::: DATA FOR THE TASK :::

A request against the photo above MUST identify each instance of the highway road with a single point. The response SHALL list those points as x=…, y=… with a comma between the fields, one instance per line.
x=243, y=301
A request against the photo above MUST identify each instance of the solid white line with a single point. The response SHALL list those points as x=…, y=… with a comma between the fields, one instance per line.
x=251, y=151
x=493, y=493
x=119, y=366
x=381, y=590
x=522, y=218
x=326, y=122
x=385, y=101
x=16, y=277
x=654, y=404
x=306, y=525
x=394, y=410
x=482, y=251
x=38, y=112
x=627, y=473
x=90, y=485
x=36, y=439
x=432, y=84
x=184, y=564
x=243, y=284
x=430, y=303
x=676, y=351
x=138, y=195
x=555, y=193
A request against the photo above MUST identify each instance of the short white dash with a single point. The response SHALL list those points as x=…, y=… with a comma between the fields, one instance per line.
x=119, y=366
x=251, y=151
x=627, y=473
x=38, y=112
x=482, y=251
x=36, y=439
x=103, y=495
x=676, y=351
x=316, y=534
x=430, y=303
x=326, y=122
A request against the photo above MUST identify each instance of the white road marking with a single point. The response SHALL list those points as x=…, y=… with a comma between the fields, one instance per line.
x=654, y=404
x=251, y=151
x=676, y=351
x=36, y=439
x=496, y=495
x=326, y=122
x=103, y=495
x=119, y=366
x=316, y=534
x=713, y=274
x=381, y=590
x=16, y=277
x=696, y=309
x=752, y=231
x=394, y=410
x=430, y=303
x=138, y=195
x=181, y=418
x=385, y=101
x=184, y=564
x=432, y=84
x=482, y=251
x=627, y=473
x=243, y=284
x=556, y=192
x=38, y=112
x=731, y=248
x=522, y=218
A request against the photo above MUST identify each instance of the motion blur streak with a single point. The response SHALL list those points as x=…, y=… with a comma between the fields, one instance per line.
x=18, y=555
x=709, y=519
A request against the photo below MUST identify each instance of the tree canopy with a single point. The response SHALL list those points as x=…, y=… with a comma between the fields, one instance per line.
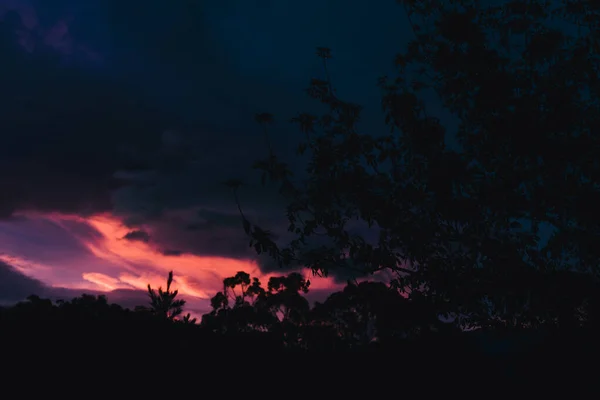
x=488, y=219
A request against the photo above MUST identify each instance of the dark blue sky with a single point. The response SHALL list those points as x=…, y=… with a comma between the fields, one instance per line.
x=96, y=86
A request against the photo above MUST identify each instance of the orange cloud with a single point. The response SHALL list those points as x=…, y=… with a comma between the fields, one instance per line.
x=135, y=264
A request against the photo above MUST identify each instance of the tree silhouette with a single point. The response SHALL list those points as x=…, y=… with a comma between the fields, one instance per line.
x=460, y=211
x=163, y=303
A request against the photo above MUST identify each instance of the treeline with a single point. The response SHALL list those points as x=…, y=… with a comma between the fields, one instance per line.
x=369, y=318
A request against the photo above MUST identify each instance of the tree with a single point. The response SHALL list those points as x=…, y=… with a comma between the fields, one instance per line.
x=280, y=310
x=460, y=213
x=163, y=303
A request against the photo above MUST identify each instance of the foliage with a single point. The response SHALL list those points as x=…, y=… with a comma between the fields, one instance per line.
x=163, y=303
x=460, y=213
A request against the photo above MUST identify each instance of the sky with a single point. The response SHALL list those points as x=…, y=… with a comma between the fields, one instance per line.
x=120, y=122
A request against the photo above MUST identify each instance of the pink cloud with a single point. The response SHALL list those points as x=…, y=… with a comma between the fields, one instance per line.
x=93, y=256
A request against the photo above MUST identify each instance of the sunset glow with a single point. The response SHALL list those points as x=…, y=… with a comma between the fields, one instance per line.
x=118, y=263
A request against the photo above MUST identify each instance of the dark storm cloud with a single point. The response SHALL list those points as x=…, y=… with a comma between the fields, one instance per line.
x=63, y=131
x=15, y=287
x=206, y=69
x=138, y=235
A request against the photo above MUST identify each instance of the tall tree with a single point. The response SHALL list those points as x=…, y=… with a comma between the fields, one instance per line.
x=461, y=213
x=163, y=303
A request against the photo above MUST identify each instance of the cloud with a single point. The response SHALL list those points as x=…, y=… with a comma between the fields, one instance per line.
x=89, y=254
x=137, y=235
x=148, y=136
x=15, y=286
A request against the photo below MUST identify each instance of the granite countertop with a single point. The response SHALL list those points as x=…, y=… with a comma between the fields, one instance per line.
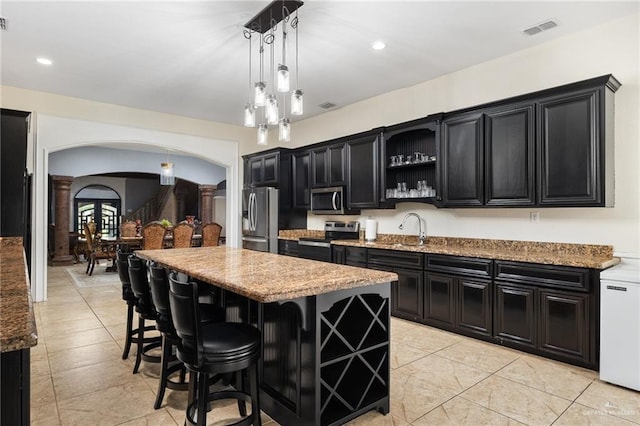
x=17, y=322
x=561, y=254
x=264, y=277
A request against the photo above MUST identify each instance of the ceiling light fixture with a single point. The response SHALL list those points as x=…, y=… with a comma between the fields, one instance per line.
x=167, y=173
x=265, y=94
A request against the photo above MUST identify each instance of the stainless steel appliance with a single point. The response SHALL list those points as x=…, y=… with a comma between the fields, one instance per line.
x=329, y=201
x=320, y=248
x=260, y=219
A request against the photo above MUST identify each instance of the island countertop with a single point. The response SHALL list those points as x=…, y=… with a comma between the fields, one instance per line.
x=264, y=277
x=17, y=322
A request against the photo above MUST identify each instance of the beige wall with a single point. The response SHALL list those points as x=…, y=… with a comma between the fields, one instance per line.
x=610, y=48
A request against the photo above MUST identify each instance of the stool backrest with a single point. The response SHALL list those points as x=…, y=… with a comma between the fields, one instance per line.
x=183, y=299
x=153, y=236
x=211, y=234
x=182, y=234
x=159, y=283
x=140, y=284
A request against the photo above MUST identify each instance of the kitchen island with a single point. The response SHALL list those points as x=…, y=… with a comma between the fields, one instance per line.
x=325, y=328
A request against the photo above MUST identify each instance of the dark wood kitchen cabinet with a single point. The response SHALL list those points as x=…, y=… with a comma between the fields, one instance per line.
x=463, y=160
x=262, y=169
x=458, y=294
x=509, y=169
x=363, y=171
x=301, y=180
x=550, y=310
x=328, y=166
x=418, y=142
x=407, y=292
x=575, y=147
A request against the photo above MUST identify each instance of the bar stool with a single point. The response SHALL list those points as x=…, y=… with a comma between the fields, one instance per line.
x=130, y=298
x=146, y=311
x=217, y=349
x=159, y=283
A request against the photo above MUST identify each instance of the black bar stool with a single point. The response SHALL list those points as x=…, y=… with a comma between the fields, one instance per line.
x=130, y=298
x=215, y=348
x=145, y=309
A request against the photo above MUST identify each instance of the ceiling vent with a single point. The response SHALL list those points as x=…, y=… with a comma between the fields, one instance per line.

:::
::: DATA FOR THE TASK :::

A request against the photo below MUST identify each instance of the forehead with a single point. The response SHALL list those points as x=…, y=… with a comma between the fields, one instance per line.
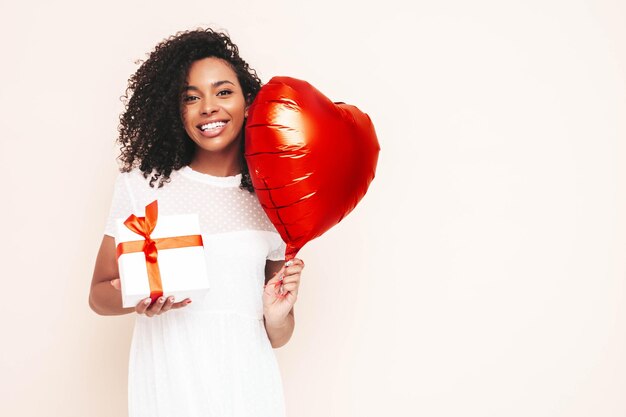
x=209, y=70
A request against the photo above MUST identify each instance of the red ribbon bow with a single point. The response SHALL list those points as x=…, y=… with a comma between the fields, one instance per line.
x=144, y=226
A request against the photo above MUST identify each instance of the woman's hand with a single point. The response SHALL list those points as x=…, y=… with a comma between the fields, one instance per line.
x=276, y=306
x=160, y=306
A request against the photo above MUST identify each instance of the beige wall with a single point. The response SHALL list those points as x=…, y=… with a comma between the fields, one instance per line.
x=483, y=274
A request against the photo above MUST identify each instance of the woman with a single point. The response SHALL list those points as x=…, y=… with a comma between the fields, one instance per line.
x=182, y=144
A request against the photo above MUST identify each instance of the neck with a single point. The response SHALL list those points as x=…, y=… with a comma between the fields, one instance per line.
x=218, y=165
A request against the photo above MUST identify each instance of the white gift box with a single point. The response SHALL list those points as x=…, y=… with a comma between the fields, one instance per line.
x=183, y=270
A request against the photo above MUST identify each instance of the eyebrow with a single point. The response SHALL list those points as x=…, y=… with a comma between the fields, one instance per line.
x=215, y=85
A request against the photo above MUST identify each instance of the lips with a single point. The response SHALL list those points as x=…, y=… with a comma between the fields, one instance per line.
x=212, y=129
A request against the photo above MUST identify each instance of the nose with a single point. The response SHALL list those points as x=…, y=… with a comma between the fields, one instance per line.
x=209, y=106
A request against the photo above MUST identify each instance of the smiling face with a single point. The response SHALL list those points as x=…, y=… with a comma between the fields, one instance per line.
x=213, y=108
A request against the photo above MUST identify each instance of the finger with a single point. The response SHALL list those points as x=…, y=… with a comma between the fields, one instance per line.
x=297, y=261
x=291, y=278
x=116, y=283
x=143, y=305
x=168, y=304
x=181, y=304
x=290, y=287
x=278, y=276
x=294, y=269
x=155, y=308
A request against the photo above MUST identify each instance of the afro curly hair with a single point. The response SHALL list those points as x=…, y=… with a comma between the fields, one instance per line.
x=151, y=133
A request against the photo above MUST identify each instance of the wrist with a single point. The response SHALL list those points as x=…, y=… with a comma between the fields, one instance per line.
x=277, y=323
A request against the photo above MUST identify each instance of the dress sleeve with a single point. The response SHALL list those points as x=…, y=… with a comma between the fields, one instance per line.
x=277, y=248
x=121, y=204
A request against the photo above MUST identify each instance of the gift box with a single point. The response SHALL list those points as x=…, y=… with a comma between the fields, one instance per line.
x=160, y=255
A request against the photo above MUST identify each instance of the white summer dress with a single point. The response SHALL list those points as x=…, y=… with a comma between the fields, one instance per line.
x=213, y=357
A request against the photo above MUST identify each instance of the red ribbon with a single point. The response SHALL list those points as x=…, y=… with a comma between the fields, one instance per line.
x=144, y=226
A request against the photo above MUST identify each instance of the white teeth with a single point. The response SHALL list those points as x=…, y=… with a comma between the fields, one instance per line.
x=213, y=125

:::

- **BRIEF**
List each line of the items above that contains the string "road". Case matters.

- **THE REPLY**
A request against the photo above MUST identify each instance of the highway road with a single point. The response SHALL list those points as x=…, y=… with a comma between the fields, one instance per line.
A request against the photo above MUST identify each instance of the white road marking with a single point. The response SHALL list those points as x=…, y=… with a comma between the fields, one instance per line.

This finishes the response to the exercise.